OBJECTIF:
Veuillez recopier mot pour mot le passage du texte ci-dessous sur le changement climatique, en commençant par « Le sentiment d’appartenance comme » et en terminant par « personnelle en évolution. ».

═══ TEXTE DU DOCUMENT ═══

Mais l’action soutenue doit également offrir des récompenses émotionnelles positives, et la capacité d’agir ne surgit pas automatiquement, même en présence de conditions aussi favorables que l’inquiétude et l’efficacité. Comme détaillé dans le livre, la présence d’un ou de plusieurs mécanismes de capacité d’agir est cruciale.
Ressentir le changement climatique décrit sept mécanismes, incluant : les normes de responsabilité, l’efficacité, le sentiment d’appartenance, l’empathie, la pensée de complexité, la projection dans le futur et l’espoir, dont trois sont brièvement détaillés ci-dessous.
Le sentiment d’appartenance comme catalyseur du changement
Le sentiment d’appartenance est un besoin humain fondamental, dont l’absence est tout simplement émotionnellement débilitante. Toute personne, même les membres des positions privilégiées, qui envisage des croyances et des actions en conflit avec les normes et croyances dominantes de son groupe, peut se sentir aliénée.
En conséquence, la première tentation de ceux qui en viennent à remettre en question les croyances, normes et pratiques de leur groupe est de rester silencieux, afin d’éviter la honte qui pourrait découler d’une confrontation avec le groupe. Mais ces individus peuvent, et le font, commencer à regarder au-delà des frontières du groupe, pour voir s’il pourrait exister un groupe différent plus en phase avec leur identité personnelle en évolution.
Rechercher une appartenance dans de nouveaux groupes et réseaux sociaux peut alors exposer à de nouvelles informations, normes et valeurs qui valident plutôt qu’ils n’induisent la honte. Cette réorientation des réseaux sociaux d’une personne ouvre ainsi des perspectives pour imaginer de nouvelles croyances et pratiques, et ces réseaux fournissent également le soutien émotionnel pour adopter ces croyances et s’engager dans ces pratiques.

═══ DONNÉES DISPONIBLES ═══

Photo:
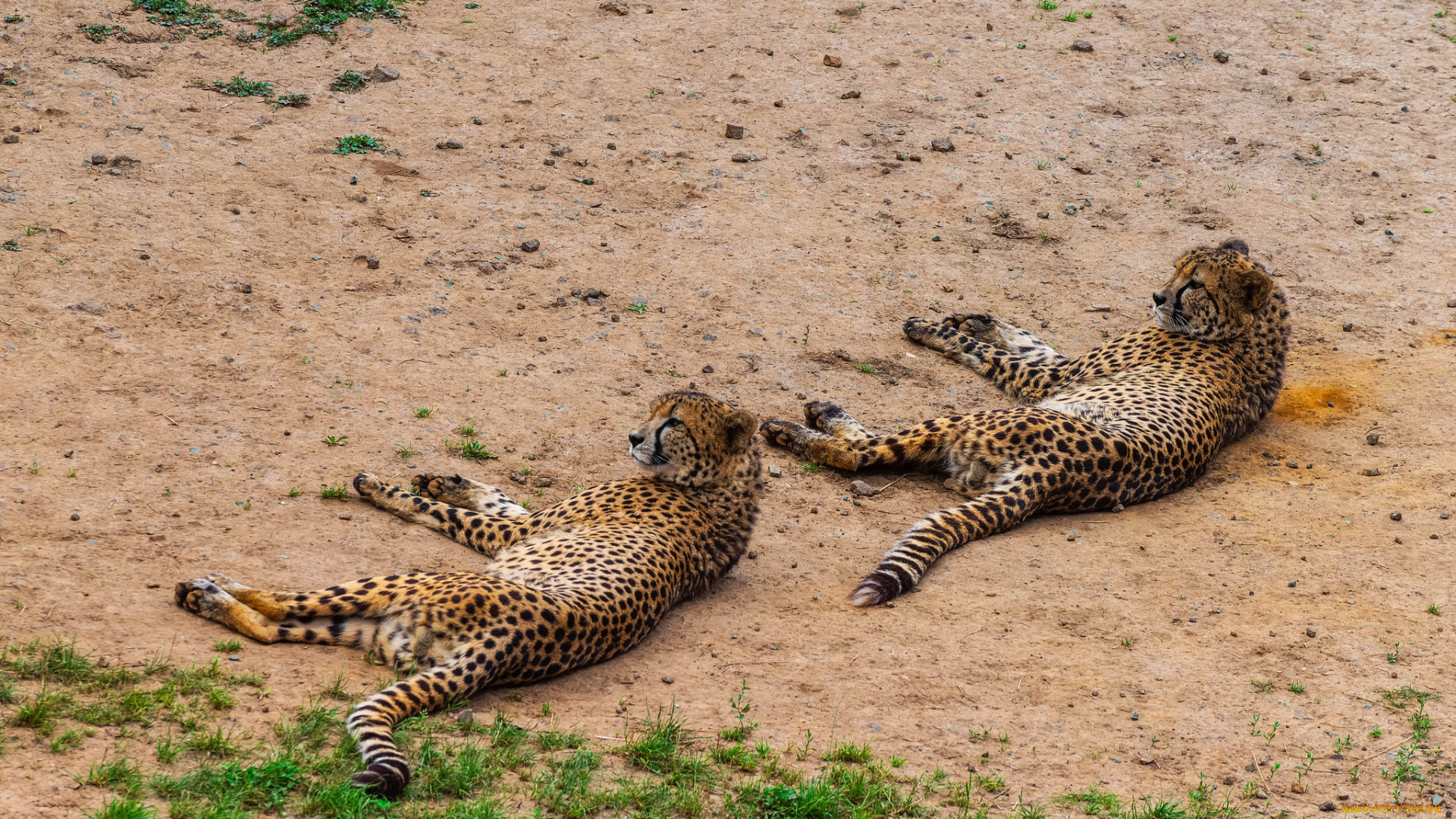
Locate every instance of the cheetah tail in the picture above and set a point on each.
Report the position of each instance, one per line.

═══

RÉSULTAT:
Le sentiment d’appartenance comme catalyseur du changement
Le sentiment d’appartenance est un besoin humain fondamental, dont l’absence est tout simplement émotionnellement débilitante. Toute personne, même les membres des positions privilégiées, qui envisage des croyances et des actions en conflit avec les normes et croyances dominantes de son groupe, peut se sentir aliénée.
En conséquence, la première tentation de ceux qui en viennent à remettre en question les croyances, normes et pratiques de leur groupe est de rester silencieux, afin d’éviter la honte qui pourrait découler d’une confrontation avec le groupe. Mais ces individus peuvent, et le font, commencer à regarder au-delà des frontières du groupe, pour voir s’il pourrait exister un groupe différent plus en phase avec leur identité personnelle en évolution.